-- Extracted text start --

Therefore there is a desire to control the fracturing process, for instance by
stopping the
process at an appropriate point, such that fracturing extends no more than a
certain
distance from the well bore. This can be difficult to monitor and control in
practice
however.
The amount of proppant delivered to each fracture may be related to the
distance that
the relevant fracture extends and hence by monitoring the cumulative amount of
proppant delivered to each fracture the extent of that fracture may be
estimated. Thus
fracturing may be stopped once a certain amount of proppant has been delivered
to the
fracture site, or, if one fracture site is dominant, additives such a balls
may be added to
the flow to reduce the amount of proppant flowing to such a fracture site.
Additionally or alternatively it may be desired to a predetermined amount of
proppant to
each fracture site. It may be that for a particular type of rock conditions
that it is known
that delivering a certain amount of proppant to a fracture usually results in
good
production performance, i.e. a good rate of inflow of oil or gas in the
production phase.

-- Extracted text end --
-- Data lines start --

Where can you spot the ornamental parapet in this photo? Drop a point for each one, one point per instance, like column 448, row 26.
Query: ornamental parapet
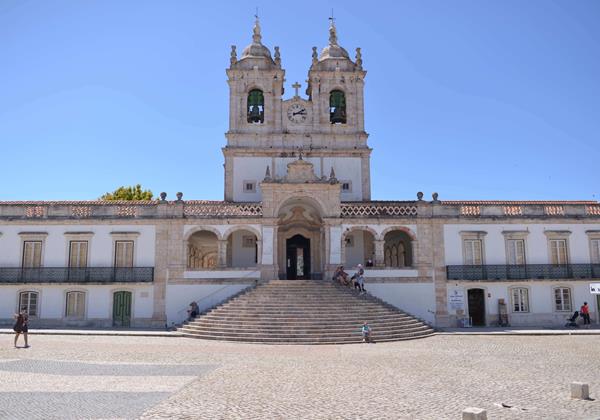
column 379, row 208
column 159, row 209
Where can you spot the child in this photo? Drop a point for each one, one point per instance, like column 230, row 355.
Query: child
column 366, row 330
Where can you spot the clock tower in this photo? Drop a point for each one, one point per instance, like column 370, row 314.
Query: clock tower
column 267, row 132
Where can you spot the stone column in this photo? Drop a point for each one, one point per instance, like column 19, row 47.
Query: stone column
column 222, row 253
column 379, row 253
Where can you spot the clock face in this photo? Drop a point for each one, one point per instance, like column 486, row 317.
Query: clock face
column 297, row 113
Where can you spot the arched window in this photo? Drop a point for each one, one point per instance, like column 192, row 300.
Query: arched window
column 337, row 107
column 256, row 106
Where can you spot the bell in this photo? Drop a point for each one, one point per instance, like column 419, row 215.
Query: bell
column 338, row 116
column 254, row 116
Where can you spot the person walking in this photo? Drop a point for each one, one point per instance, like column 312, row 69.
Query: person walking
column 366, row 332
column 360, row 278
column 585, row 314
column 20, row 326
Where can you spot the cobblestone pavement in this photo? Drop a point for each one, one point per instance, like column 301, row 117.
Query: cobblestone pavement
column 432, row 378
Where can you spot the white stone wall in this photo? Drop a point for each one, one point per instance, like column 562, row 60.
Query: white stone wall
column 536, row 241
column 541, row 301
column 253, row 169
column 98, row 304
column 417, row 299
column 179, row 296
column 55, row 251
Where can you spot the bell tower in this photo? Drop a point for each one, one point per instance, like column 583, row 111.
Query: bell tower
column 267, row 131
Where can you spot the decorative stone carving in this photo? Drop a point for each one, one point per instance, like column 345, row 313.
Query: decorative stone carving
column 358, row 59
column 233, row 58
column 277, row 57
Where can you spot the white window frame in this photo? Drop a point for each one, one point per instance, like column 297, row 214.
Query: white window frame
column 345, row 191
column 246, row 183
column 469, row 237
column 594, row 245
column 125, row 237
column 563, row 307
column 28, row 303
column 78, row 243
column 84, row 303
column 522, row 300
column 33, row 237
column 512, row 236
column 552, row 238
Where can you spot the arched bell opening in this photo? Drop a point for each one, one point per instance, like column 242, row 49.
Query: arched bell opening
column 256, row 107
column 337, row 107
column 397, row 249
column 242, row 249
column 202, row 250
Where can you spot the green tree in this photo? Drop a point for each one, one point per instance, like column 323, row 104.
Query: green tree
column 128, row 193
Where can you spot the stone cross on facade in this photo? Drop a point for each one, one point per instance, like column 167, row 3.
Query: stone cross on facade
column 296, row 86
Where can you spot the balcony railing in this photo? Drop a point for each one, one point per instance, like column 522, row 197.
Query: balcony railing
column 500, row 272
column 76, row 275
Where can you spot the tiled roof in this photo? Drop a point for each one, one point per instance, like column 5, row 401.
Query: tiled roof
column 516, row 203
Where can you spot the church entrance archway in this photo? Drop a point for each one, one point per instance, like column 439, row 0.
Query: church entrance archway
column 299, row 240
column 298, row 258
column 476, row 298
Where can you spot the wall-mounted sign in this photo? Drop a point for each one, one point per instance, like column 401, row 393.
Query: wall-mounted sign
column 456, row 299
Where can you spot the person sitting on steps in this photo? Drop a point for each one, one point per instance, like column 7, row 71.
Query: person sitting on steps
column 193, row 311
column 341, row 276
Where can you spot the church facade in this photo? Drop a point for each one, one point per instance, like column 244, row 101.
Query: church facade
column 297, row 205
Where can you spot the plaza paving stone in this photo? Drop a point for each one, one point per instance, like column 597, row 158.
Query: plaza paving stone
column 432, row 378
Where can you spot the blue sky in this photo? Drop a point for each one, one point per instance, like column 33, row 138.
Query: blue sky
column 473, row 99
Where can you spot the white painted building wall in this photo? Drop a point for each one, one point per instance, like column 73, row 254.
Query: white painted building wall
column 98, row 302
column 179, row 297
column 536, row 242
column 253, row 169
column 242, row 256
column 55, row 252
column 417, row 299
column 541, row 301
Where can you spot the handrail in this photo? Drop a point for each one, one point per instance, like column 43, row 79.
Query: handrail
column 76, row 274
column 499, row 272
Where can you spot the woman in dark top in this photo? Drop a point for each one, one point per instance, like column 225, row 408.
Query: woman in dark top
column 20, row 326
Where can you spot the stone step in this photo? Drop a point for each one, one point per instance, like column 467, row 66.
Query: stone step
column 310, row 341
column 305, row 318
column 280, row 332
column 316, row 324
column 303, row 312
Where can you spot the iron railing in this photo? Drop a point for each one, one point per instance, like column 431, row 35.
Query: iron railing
column 77, row 275
column 499, row 272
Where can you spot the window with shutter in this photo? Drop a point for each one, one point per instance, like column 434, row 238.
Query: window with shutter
column 562, row 299
column 32, row 254
column 516, row 251
column 595, row 251
column 78, row 254
column 558, row 251
column 472, row 249
column 75, row 305
column 28, row 302
column 520, row 297
column 124, row 254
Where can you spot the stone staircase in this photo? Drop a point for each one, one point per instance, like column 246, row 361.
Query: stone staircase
column 304, row 312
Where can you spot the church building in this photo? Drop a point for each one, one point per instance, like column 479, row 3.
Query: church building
column 297, row 205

-- Data lines end --

Brief 1: By monitoring what can the extent of each fracture be estimated, according to the fracturing text?
Brief 2: Please reproduce the part of the fracturing text starting at "Additionally or alternatively" and ending at "production phase.".

Correct response 1: The cumulative amount of proppant delivered to each fracture.

Correct response 2:
Additionally or alternatively it may be desired to a predetermined amount of
proppant to
each fracture site. It may be that for a particular type of rock conditions
that it is known
that delivering a certain amount of proppant to a fracture usually results in
good
production performance, i.e. a good rate of inflow of oil or gas in the
production phase.